■ **Exercise**
What follows is a set of records; repeat all of them exactly.
#### Material supplied
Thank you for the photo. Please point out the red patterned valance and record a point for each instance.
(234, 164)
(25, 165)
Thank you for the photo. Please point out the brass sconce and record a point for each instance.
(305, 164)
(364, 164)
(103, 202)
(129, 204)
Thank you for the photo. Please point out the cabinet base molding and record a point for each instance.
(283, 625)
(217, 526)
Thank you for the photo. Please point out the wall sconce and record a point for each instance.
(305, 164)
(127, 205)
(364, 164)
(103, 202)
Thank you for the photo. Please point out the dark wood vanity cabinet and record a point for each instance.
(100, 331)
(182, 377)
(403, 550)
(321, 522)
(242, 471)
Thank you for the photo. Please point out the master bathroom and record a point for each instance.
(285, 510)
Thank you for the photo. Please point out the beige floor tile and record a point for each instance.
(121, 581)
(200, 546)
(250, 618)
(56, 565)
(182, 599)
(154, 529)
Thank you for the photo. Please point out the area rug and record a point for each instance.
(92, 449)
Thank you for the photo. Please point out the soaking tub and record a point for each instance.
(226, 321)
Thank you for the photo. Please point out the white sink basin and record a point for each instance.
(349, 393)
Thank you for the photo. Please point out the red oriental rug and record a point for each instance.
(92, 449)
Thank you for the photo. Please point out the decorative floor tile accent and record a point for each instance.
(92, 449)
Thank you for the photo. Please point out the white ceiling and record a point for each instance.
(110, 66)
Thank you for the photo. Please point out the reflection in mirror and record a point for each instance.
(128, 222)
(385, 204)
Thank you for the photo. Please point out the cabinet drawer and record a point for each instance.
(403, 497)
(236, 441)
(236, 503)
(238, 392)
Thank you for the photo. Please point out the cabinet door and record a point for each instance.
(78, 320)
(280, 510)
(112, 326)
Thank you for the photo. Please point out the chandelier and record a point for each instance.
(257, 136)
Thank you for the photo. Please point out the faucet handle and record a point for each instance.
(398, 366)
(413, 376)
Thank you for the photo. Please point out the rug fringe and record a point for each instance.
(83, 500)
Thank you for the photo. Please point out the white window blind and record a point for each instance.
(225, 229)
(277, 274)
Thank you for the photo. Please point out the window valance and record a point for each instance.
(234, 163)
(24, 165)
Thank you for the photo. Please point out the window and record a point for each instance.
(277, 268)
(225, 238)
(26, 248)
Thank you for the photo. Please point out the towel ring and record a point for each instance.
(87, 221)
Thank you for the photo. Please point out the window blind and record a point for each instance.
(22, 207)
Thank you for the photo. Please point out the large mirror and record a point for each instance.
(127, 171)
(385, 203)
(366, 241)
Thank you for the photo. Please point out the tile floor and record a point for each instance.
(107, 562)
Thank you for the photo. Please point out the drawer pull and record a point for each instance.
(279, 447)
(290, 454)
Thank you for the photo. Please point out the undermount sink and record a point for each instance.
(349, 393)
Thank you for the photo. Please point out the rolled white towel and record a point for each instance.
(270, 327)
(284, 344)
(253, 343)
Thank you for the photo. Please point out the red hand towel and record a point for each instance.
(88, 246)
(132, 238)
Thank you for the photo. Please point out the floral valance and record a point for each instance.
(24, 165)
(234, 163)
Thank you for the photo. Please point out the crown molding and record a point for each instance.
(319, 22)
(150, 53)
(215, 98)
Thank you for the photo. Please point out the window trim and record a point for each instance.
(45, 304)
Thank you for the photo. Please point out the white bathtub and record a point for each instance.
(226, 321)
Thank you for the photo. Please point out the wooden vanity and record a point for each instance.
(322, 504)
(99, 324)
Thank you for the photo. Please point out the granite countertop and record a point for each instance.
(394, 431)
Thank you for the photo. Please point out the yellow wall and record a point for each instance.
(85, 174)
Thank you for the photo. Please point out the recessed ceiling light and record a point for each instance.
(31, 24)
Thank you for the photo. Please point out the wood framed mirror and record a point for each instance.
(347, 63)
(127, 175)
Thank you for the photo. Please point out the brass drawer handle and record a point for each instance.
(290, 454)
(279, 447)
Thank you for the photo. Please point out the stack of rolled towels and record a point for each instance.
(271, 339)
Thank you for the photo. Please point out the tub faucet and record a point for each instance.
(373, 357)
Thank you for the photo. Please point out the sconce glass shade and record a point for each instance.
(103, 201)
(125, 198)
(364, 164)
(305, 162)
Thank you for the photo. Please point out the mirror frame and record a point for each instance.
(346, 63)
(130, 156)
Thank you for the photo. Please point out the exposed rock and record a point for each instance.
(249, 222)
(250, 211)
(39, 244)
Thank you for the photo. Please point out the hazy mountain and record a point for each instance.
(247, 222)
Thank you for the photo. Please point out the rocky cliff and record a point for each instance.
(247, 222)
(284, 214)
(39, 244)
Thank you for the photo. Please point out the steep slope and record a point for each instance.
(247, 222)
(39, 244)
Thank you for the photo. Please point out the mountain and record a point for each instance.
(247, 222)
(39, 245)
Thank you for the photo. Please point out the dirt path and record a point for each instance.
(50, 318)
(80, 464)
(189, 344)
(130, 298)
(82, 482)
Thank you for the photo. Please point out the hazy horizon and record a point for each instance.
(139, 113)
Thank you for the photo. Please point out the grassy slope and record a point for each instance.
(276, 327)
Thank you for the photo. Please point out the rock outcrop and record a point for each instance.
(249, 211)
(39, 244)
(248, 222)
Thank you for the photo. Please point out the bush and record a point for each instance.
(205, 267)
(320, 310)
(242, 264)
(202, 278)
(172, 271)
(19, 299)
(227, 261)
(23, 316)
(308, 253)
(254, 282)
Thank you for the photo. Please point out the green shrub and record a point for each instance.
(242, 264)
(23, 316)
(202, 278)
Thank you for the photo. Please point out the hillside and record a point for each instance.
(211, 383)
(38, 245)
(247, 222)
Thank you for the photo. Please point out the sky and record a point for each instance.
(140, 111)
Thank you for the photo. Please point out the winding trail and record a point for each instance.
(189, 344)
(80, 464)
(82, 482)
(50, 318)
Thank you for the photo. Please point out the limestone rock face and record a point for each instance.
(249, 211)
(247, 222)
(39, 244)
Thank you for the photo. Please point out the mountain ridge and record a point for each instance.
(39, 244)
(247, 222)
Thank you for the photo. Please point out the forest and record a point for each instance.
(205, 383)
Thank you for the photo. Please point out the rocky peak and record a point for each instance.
########
■ **Task result**
Thank you for the photo. Please point out the red patterned valance and record a point for each instance.
(234, 164)
(25, 165)
Thank you for the photo. Please point out the brass sconce and record a point for each instance.
(305, 164)
(364, 164)
(103, 202)
(129, 204)
Thank you for the photo. Please point out the cabinet base molding and record a point for each instance.
(283, 625)
(217, 526)
Thank you for the photo. Please point out the wall sconce and record a point for each instance.
(305, 164)
(127, 205)
(364, 164)
(103, 202)
Thank you for the photo. Please point out the dark wood vanity cabinet and record a point for each instance.
(100, 331)
(182, 377)
(403, 550)
(321, 522)
(242, 471)
Thank you for the photo. Please point out the master bathroom and record a point for each instance.
(285, 510)
Thank you for the photo. Please point out the beige floor tile and record a point for each instance.
(121, 581)
(200, 546)
(250, 618)
(56, 565)
(182, 599)
(154, 529)
Thank you for the photo. Please point out the area rug and record a point for each instance.
(92, 449)
Thank you for the photo. Please point out the soaking tub and record a point for each instance.
(226, 321)
Thank you for the photo. Please point out the white sink basin and record a point for each instance.
(349, 393)
Thank you for the photo. Please point out the red oriental rug and record a point for each instance.
(92, 449)
Thank you for the photo. Please point out the decorative floor tile accent and record a point for each instance.
(92, 449)
Thank you for the photo. Please point out the white ceiling and record a point for each instance.
(110, 66)
Thank you for the photo. Please point out the reflection in mirror and record a point for each instance.
(128, 222)
(385, 204)
Thank you for the photo. Please point out the cabinet drawer and record a point for each instance.
(403, 497)
(236, 441)
(236, 503)
(238, 392)
Thank you for the photo. Please point out the cabinet door and record a point for each instance.
(78, 320)
(280, 510)
(112, 326)
Thank you for the photo. Please point out the chandelier and record a point for each instance.
(257, 136)
Thank you for the photo. Please point out the faucet handle and record a point for each instance.
(398, 366)
(413, 376)
Thank you for the photo. Please point out the rug fringe and record a point for each instance.
(83, 500)
Thank you for the photo. Please point out the white window blind and record a point for each instance.
(225, 229)
(277, 274)
Thank you for the photo. Please point out the window valance and record a point for each instance.
(234, 163)
(24, 165)
Thank you for the photo. Please point out the window and record a point for each instance.
(277, 268)
(225, 238)
(26, 248)
Thank you for the photo. Please point out the towel ring and record a point for each instance.
(87, 221)
Thank you for the photo. Please point out the window blind and record a point for each instance.
(22, 207)
Thank you for the photo. Please point out the large mirror and record a point for each instance.
(127, 171)
(385, 203)
(366, 241)
Thank you for the photo. Please point out the tile floor and record a point for each instance.
(107, 562)
Thank you for the photo. Please point out the drawer pull and record a point for each instance.
(279, 447)
(290, 454)
Thank you for the photo. Please point out the undermount sink and record a point for each instance.
(349, 393)
Thank you for the photo. Please point out the rolled white towel and record a point for each instance.
(270, 327)
(284, 344)
(253, 343)
Thank you for the photo. Please point out the red hand towel and record a point for each instance.
(88, 246)
(132, 238)
Thank you for the photo. Please point out the floral valance and record a point for each instance.
(24, 165)
(234, 163)
Thank you for the photo. Please point out the crown molding and record a point for each instance.
(319, 22)
(150, 53)
(215, 98)
Thank you for the photo. Please point out the window trim and record a point for each instance.
(45, 304)
Thank you for the photo. Please point out the white bathtub and record a point for each instance.
(226, 321)
Thank you for the photo. Please point out the wooden vanity and record a point for each instance.
(322, 504)
(99, 324)
Thank you for the photo. Please point out the granite countertop and record a point for each instance.
(394, 431)
Thank you for the photo. Please point out the yellow wall and record a point for each instance.
(85, 174)
Thank you for the photo. Please point out the recessed ceiling light and record a point for each instance.
(31, 24)
Thank you for the photo. Please point out the wood framed mirror and record a point for each instance.
(347, 63)
(127, 175)
Thank you for the photo. Please point out the brass drawer handle and record a point for each instance.
(290, 454)
(279, 447)
Thank you for the photo. Please point out the stack of rolled towels and record a point for each instance.
(271, 339)
Thank you for the photo. Please point out the tub faucet and record a point for each instance.
(373, 357)
Thank you for the photo. Please point out the sconce glass shade and record a point for each instance.
(103, 201)
(125, 198)
(364, 164)
(305, 162)
Thank you for the photo. Please point out the mirror frame and record a point for each instance.
(346, 63)
(130, 156)
Thank you for the photo. Please point out the exposed rock and record a point for each instance.
(249, 222)
(250, 211)
(39, 244)
Thank you for the photo. Please point out the hazy mountain and record a point for each instance.
(247, 222)
Thank you for the photo. Please point out the rocky cliff and record a point for each instance.
(247, 222)
(284, 214)
(39, 244)
Thank you for the photo. Please point out the steep slope and record a point for each instance.
(247, 222)
(39, 244)
Thank you for the photo. Please point out the mountain and record a point for each instance.
(247, 222)
(39, 245)
Thank you for the photo. Please point out the dirt path and record a point for each instance.
(50, 318)
(80, 464)
(189, 344)
(130, 298)
(82, 482)
Thank you for the photo. Please point out the hazy horizon and record a point for each instance.
(139, 113)
Thank you for the photo. Please point out the grassy slope and record a point for each instance.
(276, 327)
Thank you for the photo. Please point out the rock outcrop and record a point for each instance.
(249, 211)
(39, 244)
(248, 222)
Thank you for the photo. Please point out the bush and record a point for each instance.
(205, 267)
(320, 310)
(242, 264)
(202, 278)
(172, 271)
(19, 299)
(227, 261)
(23, 316)
(308, 253)
(254, 282)
Thank you for the photo. Please point out the green shrub and record a point for each instance.
(242, 264)
(23, 316)
(202, 278)
Thank you for the photo. Please point out the hillside and record a point for each instance.
(211, 383)
(38, 245)
(247, 222)
Thank you for the photo. Please point out the sky and record a point for each instance.
(140, 111)
Thank you for the photo. Please point out the winding trail and record a point for each instance.
(189, 344)
(80, 464)
(82, 482)
(50, 318)
Thank you for the photo. Please point out the limestone rock face and record a point for each instance.
(249, 211)
(247, 222)
(39, 244)
Thank you for the photo. Please point out the mountain ridge and record a point for each instance.
(39, 244)
(247, 222)
Thank you for the photo. Please point out the forest and record a point for each instance.
(205, 383)
Thank you for the photo. Please point out the rocky peak and record a point for each instance.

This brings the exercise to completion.